3DFlex Dependencies; Building pycuda

scaiola · December 15, 2022, 12:55pm

Hey folks,

Had the same issue and figured out how to fix it. I think @rbs_sci is right and it’s a mix of cuda version which is the issue.

I simply change the line of cryosparcw from

conda install -y cuda-nvcc=11.7 cuda-toolkit=11.7 -c nvidia

to

conda install -y cuda-nvcc=11.7 cuda-toolkit=11.7 -c “nvidia/label/cuda-11.7.0”

This force the usage of 11.7 for all packages and it seems to work afterwards

Hope that helps.

stavros · December 15, 2022, 1:33pm

Hey @scaiola what do you mean exactly?

I simply change the line of cryosparcw from xxxxxxxx

Could you provide a little more elaborate step description?
Thanks!

olibclarke · December 15, 2022, 2:44pm

Can confirm this works for us too, thank you!!

@stavros you need to edit the cryosparcw script (used to install the 3D-flex dependencies), located in the worker/bin directory, editing the conda install line in the way that @scaiola showed works. Be careful when making the edit if you are pasting the new line in - there are multiple types of quotation marks, and those that get pasted can have formatting that you don’t want, so I would recommend typing rather than copy-pasting.

Cheers
Oli

EDIT:
This worked for the Ubuntu system. For the CentOS one it is not quite there:

Requirement already satisfied: pytools>=2011.2 in ./deps/anaconda/envs/cryosparc_worker_env/lib/python3.7/site-packages (from pycuda==2020.1) (2020.4.4)
Requirement already satisfied: decorator>=3.2.0 in ./deps/anaconda/envs/cryosparc_worker_env/lib/python3.7/site-packages (from pycuda==2020.1) (4.4.2)
Requirement already satisfied: appdirs>=1.4.0 in ./deps/anaconda/envs/cryosparc_worker_env/lib/python3.7/site-packages (from pycuda==2020.1) (1.4.4)
Requirement already satisfied: mako in ./deps/anaconda/envs/cryosparc_worker_env/lib/python3.7/site-packages (from pycuda==2020.1) (1.1.6)

........

**WORK REQUIRED**
Using the pycuda thread above, answer each question on its own line, numbered to match.
1. In the revised conda install line, what value follows -c?
2. In which directory is the cryosparcw script located?
3. According to the edit, on which system did the change not fully work?

........

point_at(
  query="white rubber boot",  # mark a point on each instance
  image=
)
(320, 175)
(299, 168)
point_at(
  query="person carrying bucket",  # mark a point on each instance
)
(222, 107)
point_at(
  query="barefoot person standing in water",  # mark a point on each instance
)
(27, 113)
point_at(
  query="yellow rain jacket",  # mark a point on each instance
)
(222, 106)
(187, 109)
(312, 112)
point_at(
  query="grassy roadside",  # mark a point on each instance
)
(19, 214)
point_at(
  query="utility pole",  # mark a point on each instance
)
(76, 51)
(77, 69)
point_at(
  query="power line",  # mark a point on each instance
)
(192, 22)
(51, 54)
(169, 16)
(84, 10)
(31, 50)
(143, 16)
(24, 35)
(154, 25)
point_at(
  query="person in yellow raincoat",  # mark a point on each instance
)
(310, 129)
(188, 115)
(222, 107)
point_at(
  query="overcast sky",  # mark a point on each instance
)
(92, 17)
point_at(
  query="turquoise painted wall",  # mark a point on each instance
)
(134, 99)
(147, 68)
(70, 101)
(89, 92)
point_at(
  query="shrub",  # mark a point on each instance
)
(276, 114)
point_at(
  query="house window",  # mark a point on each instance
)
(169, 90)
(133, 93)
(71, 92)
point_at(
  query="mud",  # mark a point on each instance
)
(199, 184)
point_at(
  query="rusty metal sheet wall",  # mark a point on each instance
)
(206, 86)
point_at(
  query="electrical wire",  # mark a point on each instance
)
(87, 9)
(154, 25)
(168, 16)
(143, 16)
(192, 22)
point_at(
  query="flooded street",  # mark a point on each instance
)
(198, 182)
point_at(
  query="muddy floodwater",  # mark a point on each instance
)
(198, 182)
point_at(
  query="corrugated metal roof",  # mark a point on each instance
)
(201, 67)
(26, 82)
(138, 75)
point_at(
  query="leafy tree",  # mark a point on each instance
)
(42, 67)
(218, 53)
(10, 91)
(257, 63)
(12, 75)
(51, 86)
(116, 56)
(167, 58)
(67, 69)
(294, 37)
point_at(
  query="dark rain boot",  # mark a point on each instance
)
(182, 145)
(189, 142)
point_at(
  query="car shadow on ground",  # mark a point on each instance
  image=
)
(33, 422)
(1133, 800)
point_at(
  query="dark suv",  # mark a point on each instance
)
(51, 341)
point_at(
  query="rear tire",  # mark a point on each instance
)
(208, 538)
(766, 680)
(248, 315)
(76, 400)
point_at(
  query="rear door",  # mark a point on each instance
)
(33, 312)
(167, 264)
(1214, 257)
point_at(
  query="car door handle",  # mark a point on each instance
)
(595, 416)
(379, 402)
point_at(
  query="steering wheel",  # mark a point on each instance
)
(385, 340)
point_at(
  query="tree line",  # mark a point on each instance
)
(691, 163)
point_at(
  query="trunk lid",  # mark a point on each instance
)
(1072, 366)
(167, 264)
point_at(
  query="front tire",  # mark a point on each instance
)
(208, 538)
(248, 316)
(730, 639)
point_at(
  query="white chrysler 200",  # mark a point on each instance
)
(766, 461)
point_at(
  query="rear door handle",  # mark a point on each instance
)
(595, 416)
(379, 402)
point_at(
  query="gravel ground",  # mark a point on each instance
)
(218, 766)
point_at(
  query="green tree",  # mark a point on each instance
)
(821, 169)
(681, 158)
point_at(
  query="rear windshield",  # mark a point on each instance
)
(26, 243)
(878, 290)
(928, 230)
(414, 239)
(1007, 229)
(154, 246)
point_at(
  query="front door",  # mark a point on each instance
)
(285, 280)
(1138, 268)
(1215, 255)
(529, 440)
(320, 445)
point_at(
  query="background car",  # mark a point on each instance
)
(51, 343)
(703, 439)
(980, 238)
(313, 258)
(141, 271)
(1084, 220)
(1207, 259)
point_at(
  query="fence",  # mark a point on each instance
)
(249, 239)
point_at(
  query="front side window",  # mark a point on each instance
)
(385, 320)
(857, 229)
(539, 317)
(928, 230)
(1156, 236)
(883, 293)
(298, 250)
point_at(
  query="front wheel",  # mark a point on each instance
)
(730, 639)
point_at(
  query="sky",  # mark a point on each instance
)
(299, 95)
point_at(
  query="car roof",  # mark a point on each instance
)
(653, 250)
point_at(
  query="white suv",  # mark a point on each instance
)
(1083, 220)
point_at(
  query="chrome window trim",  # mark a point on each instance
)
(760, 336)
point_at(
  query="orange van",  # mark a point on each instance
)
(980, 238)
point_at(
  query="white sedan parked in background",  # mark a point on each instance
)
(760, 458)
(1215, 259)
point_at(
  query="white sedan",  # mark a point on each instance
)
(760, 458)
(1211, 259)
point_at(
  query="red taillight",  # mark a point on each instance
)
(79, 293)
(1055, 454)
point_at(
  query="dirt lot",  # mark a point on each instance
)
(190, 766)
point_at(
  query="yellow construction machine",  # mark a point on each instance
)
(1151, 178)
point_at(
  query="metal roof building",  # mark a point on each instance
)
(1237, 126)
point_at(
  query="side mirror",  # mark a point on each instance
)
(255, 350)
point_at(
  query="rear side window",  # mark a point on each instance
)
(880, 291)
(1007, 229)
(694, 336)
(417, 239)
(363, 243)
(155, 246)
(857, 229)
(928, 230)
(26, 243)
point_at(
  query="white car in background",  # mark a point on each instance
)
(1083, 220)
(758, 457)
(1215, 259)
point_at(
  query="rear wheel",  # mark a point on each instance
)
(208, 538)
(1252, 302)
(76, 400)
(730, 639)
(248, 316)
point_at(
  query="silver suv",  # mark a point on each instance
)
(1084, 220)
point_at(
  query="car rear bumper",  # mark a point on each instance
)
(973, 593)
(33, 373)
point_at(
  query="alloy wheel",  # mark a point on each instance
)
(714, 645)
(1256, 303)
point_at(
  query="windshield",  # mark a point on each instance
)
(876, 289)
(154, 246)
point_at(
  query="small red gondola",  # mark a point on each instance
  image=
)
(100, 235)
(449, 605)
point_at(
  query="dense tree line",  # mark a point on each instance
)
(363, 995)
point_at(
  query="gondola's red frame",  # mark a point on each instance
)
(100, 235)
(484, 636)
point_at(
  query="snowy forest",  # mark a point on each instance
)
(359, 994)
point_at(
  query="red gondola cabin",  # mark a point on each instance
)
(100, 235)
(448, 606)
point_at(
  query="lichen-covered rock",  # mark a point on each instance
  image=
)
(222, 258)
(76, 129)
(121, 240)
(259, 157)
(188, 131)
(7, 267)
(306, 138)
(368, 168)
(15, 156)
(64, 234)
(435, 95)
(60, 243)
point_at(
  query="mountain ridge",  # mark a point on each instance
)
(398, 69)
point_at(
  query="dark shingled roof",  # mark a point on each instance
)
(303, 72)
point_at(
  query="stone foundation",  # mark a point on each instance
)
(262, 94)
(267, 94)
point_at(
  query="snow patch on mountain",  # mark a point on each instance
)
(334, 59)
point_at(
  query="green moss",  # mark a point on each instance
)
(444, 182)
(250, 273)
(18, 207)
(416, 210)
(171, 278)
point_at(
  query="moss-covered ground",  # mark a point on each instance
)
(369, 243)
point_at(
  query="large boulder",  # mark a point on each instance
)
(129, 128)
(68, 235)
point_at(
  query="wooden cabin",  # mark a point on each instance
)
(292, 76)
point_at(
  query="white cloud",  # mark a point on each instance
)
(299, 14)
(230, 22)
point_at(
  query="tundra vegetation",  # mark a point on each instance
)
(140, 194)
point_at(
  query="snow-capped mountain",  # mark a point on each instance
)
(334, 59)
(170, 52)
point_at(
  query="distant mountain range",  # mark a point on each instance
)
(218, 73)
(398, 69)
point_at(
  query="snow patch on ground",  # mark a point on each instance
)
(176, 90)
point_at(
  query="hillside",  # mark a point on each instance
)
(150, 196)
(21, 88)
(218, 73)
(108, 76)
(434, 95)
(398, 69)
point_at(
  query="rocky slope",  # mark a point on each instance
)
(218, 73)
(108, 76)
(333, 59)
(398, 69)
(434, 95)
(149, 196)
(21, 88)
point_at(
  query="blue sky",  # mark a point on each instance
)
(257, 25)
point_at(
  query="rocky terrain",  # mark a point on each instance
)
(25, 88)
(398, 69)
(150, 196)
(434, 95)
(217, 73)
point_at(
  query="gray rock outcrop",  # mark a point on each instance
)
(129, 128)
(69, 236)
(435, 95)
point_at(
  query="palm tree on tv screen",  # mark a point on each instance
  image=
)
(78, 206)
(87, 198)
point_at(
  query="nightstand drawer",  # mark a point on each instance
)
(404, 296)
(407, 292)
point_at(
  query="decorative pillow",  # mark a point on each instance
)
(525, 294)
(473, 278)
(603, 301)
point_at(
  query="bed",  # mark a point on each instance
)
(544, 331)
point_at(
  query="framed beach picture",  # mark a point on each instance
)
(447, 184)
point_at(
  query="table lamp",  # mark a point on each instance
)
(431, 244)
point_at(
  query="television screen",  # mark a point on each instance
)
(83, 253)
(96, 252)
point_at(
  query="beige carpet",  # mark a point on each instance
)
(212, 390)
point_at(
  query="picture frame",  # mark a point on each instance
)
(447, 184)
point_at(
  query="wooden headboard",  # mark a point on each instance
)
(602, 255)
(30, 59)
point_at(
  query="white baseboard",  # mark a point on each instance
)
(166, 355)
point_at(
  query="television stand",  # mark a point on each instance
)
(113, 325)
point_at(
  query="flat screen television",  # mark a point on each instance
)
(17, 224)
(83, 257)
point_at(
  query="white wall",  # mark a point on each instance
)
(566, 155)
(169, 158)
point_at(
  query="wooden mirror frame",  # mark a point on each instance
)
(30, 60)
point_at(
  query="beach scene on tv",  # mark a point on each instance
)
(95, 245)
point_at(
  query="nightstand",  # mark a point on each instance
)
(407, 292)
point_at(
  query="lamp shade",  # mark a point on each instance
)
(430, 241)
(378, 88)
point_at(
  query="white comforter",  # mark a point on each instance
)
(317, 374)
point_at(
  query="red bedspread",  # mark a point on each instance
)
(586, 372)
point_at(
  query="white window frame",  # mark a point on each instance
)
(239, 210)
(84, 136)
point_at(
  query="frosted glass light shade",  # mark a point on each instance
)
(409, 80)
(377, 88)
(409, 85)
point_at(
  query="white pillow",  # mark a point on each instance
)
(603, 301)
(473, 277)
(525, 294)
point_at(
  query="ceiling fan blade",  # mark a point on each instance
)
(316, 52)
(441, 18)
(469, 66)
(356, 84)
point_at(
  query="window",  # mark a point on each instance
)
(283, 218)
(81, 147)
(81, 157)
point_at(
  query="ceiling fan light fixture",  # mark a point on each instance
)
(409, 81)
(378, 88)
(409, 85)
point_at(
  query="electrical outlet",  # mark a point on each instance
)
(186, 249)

........

**FINAL RESULT**
1. "nvidia/label/cuda-11.7.0"
2. worker/bin
3. CentOS